Aufgabe 1:
Womit begründet Apple laut dem Text zum Digital Markets Act, dass die KI-Funktionen vorerst nicht in der EU eingeführt werden?
Aufgabe 2:
Entnimm dem Text zum Digital Markets Act wortgetreu den Abschnitt von „Am Wochenende kündigte“ bis „mutmaßliche Wettbewerbsverletzungen geht.“.

Die Menschen in Europa könnten in Sachen Technologie zu Nutzerinnen und Nutzern zweiter Klasse degradiert werden, abgehängt von neuen Entwicklungen wie künstlicher Intelligenz. Das ist ein Szenario, das sowohl Apple als auch Meta in den vergangenen Wochen mehr oder weniger direkt skizzierten. Den Grund sehen die beiden Unternehmen in der Europäischen Union, oder genauer: In Gesetzen wie dem Digital Markets Act (DMA), der die Marktmacht großer Internetplattformen regulieren soll.

Am Wochenende kündigte Apple an, die unter dem Namen "Apple Intelligence" vor Kurzem vorgestellten KI-Funktionen vorerst nicht in der EU einzuführen. Darunter sind etwa eine Verbesserung der Sprachsteuerung Siri sowie das "iPhone Mirroring", bei dem man mit einem Mac-Computer vollen Zugriff auf ein iPhone bekommt. Ungeachtet der Tatsache, dass die Funktionen ohnehin erst für den Herbst und zudem zunächst nur in englischer Sprache angekündigt waren, begründet Apple die Entscheidung in einer Stellungnahme mit "regulatorischen Unsicherheiten" in Bezug auf den DMA. Auffallend war: Die Ankündigung kam kurz bevor die EU-Kommission am Montag ein neues Verfahren gegen Apple eingeleitet hatte, in dem es um mutmaßliche Wettbewerbsverletzungen geht.

Vorliegendes Material:
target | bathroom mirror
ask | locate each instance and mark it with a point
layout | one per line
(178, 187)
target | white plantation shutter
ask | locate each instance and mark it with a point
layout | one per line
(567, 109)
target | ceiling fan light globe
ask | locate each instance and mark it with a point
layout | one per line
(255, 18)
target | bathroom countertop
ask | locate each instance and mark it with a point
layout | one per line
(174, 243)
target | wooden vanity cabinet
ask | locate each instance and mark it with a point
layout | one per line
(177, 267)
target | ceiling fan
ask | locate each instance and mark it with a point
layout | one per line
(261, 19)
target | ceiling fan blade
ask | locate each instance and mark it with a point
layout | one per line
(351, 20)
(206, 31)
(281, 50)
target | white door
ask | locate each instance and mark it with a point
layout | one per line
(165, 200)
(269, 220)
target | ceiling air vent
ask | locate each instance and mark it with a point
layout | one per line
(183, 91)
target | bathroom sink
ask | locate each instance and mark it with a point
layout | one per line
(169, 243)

Lösung 1:
Mit „regulatorischen Unsicherheiten“ in Bezug auf den DMA.

Lösung 2:
Am Wochenende kündigte Apple an, die unter dem Namen "Apple Intelligence" vor Kurzem vorgestellten KI-Funktionen vorerst nicht in der EU einzuführen. Darunter sind etwa eine Verbesserung der Sprachsteuerung Siri sowie das "iPhone Mirroring", bei dem man mit einem Mac-Computer vollen Zugriff auf ein iPhone bekommt. Ungeachtet der Tatsache, dass die Funktionen ohnehin erst für den Herbst und zudem zunächst nur in englischer Sprache angekündigt waren, begründet Apple die Entscheidung in einer Stellungnahme mit "regulatorischen Unsicherheiten" in Bezug auf den DMA. Auffallend war: Die Ankündigung kam kurz bevor die EU-Kommission am Montag ein neues Verfahren gegen Apple eingeleitet hatte, in dem es um mutmaßliche Wettbewerbsverletzungen geht.